▶ **What you need to do**
Could you reproduce, exactly and alone, the lines running from the one with "Each instance of the spruce" to the end of the data below?

▶ **Input data**
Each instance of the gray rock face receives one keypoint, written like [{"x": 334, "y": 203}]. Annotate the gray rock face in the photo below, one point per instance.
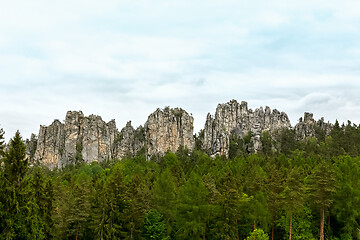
[
  {"x": 58, "y": 144},
  {"x": 31, "y": 147},
  {"x": 129, "y": 141},
  {"x": 308, "y": 127},
  {"x": 167, "y": 129},
  {"x": 51, "y": 144},
  {"x": 92, "y": 139},
  {"x": 234, "y": 118}
]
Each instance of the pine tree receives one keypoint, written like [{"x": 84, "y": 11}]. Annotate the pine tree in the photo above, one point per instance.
[
  {"x": 2, "y": 141},
  {"x": 293, "y": 195},
  {"x": 192, "y": 208},
  {"x": 20, "y": 219},
  {"x": 322, "y": 188}
]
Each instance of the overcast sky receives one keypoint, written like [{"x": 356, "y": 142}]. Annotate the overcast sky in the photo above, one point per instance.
[{"x": 123, "y": 59}]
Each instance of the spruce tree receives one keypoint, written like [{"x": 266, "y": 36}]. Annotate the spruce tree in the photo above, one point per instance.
[{"x": 322, "y": 188}]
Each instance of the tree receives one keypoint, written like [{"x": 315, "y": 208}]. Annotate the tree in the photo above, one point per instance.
[
  {"x": 346, "y": 206},
  {"x": 164, "y": 198},
  {"x": 192, "y": 208},
  {"x": 293, "y": 195},
  {"x": 43, "y": 197},
  {"x": 266, "y": 143},
  {"x": 154, "y": 226},
  {"x": 111, "y": 203},
  {"x": 322, "y": 189},
  {"x": 258, "y": 234}
]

▶ **Output of the task**
Each instance of the spruce tree receives one keypoint, written like [{"x": 266, "y": 36}]. Annotate the spruce tree in the photo above, one point per instance.
[{"x": 322, "y": 188}]
Each instance of the tree receives one keypoint, written like [{"x": 315, "y": 208}]. Annotate the tree in the photo above, one point per instance.
[
  {"x": 346, "y": 206},
  {"x": 164, "y": 198},
  {"x": 192, "y": 208},
  {"x": 293, "y": 195},
  {"x": 43, "y": 197},
  {"x": 266, "y": 143},
  {"x": 154, "y": 226},
  {"x": 111, "y": 203},
  {"x": 322, "y": 189},
  {"x": 258, "y": 234}
]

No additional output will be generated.